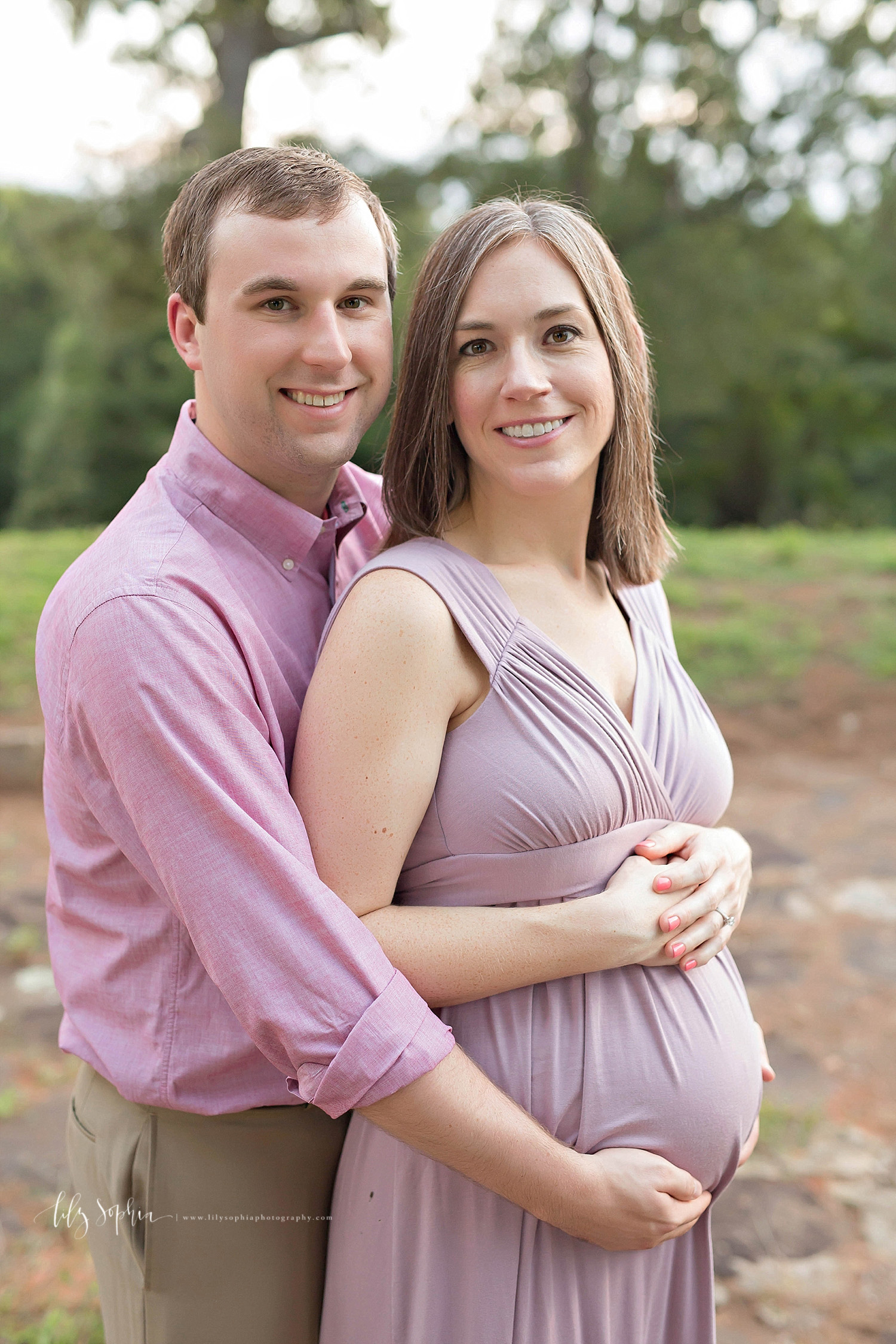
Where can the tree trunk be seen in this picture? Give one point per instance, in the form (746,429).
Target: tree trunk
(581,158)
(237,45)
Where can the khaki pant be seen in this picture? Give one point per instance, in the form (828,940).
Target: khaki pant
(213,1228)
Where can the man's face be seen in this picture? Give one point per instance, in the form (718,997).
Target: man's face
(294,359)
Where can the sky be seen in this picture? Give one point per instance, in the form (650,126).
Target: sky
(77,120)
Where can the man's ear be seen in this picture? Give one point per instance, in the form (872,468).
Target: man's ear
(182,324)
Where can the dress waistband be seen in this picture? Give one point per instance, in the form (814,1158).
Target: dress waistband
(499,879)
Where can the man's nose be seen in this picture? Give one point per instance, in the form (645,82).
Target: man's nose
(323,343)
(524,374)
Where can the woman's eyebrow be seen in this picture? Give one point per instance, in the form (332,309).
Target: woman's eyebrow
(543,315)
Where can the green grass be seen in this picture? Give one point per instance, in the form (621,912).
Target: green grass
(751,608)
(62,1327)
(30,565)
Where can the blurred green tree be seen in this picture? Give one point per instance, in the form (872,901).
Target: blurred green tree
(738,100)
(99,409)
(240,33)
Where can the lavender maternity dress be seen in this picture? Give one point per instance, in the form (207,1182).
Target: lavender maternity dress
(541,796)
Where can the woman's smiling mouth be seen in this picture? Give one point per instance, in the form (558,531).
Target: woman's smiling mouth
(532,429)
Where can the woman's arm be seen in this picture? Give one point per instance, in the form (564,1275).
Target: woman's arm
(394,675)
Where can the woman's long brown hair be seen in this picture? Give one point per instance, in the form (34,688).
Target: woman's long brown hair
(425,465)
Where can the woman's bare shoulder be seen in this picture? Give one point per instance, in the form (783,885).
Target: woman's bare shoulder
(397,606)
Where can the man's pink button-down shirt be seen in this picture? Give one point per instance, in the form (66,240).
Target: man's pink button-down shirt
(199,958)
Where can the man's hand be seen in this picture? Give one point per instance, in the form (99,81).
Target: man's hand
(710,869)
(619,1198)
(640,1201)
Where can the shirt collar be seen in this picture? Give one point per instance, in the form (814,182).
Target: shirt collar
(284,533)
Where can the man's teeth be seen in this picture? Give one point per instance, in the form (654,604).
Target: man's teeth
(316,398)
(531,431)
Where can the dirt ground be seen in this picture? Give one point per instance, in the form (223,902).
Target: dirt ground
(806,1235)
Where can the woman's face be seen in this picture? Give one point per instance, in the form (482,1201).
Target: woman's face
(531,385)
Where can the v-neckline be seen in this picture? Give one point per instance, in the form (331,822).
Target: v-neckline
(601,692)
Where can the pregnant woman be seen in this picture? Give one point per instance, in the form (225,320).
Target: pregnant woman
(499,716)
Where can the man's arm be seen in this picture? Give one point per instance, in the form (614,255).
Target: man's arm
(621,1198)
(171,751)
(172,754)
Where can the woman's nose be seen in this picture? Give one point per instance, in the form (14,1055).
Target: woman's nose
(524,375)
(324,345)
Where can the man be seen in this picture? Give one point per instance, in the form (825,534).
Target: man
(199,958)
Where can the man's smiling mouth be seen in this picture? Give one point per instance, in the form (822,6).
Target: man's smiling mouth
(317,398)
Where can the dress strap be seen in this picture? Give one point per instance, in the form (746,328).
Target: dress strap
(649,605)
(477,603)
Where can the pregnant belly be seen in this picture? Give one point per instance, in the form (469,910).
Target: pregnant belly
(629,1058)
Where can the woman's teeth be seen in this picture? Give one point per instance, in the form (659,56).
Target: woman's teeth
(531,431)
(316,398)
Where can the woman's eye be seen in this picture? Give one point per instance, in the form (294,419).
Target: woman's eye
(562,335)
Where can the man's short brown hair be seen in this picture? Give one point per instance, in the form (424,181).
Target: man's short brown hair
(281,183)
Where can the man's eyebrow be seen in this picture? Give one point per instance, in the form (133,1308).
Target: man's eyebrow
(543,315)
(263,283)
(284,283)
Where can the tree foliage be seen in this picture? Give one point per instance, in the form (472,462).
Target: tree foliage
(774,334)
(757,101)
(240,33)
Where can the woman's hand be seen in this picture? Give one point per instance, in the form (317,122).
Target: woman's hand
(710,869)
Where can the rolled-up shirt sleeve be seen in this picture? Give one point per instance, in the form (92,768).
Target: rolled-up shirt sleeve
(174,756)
* * *
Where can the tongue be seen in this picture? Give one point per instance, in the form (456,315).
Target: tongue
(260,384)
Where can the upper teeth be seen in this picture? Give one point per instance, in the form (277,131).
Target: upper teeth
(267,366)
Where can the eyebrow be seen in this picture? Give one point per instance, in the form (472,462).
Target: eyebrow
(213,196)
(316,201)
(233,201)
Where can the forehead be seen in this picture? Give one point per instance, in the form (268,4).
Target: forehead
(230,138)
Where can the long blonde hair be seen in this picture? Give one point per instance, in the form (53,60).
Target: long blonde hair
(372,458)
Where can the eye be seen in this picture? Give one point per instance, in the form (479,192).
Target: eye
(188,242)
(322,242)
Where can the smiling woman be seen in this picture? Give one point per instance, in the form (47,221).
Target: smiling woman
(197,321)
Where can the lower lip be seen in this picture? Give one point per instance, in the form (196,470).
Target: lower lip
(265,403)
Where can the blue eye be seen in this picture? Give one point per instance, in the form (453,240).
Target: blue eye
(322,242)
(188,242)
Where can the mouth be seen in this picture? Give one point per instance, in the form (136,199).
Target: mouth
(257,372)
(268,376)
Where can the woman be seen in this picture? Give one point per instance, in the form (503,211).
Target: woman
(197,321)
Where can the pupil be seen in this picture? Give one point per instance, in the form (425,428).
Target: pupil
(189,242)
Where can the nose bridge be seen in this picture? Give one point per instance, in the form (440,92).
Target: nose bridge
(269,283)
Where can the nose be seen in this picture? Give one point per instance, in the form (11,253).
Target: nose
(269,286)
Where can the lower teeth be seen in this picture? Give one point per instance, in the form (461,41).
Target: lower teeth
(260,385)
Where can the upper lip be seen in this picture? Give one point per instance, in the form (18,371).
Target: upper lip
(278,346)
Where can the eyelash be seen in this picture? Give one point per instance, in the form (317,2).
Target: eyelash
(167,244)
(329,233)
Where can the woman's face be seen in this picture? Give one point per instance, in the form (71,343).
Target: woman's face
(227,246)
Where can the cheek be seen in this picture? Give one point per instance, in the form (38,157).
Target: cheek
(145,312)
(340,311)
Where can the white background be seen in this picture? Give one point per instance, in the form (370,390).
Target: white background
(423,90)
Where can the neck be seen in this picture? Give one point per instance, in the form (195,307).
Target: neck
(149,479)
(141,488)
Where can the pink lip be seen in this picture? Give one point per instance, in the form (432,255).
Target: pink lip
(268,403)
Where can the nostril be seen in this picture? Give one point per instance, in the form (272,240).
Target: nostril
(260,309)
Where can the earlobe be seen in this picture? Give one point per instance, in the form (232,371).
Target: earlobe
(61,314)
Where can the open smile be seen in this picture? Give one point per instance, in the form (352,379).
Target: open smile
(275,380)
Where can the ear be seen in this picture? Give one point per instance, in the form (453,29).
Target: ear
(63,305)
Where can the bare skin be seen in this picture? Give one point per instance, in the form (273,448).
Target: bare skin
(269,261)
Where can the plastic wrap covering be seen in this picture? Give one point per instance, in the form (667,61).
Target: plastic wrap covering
--
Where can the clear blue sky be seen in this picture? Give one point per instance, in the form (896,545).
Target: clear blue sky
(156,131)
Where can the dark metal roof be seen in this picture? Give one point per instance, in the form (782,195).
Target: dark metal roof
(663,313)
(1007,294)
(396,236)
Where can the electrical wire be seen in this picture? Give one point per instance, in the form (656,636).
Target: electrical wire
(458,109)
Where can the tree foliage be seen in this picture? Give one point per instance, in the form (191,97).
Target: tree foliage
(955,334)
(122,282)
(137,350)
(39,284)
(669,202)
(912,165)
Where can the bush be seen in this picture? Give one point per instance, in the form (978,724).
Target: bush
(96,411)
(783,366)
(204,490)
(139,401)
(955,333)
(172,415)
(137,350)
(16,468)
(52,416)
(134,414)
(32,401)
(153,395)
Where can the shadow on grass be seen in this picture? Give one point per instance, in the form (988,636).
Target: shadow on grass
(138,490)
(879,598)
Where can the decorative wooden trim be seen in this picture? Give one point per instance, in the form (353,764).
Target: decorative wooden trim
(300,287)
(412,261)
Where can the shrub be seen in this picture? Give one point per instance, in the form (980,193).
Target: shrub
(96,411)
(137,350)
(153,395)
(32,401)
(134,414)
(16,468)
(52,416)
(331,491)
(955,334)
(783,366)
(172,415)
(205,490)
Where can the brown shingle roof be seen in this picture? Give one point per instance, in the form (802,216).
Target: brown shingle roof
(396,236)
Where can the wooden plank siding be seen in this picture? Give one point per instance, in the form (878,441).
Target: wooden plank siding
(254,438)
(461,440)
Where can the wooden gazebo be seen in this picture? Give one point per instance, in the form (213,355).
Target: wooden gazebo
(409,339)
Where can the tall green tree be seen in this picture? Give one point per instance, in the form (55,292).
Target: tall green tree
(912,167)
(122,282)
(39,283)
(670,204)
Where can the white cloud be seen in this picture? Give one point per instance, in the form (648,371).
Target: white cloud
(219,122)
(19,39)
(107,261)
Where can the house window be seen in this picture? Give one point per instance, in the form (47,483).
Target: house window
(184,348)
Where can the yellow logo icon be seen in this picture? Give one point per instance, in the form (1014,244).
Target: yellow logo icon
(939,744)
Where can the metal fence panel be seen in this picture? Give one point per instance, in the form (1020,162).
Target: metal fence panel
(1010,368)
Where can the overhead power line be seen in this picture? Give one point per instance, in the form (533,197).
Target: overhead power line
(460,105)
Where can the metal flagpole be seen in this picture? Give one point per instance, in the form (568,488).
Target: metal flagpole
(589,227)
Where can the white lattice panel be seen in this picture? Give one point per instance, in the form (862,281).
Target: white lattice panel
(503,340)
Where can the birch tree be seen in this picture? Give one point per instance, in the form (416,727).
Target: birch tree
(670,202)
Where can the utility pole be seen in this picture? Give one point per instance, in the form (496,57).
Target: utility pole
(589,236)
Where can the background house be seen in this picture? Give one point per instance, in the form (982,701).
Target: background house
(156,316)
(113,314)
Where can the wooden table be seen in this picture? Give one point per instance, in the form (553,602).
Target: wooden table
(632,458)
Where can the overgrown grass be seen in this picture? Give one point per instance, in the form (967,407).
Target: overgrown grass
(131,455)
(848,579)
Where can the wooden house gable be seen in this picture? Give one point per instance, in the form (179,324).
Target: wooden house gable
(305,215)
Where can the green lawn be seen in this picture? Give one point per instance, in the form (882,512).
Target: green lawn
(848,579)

→ ASSIGNMENT
Return every line of the entries above that the string "plastic" appears in.

→ COMPLETED EXERCISE
Where can the plastic wrap covering be seen in this picture? Give one point per instance, in the form (667,61).
Target: plastic wrap covering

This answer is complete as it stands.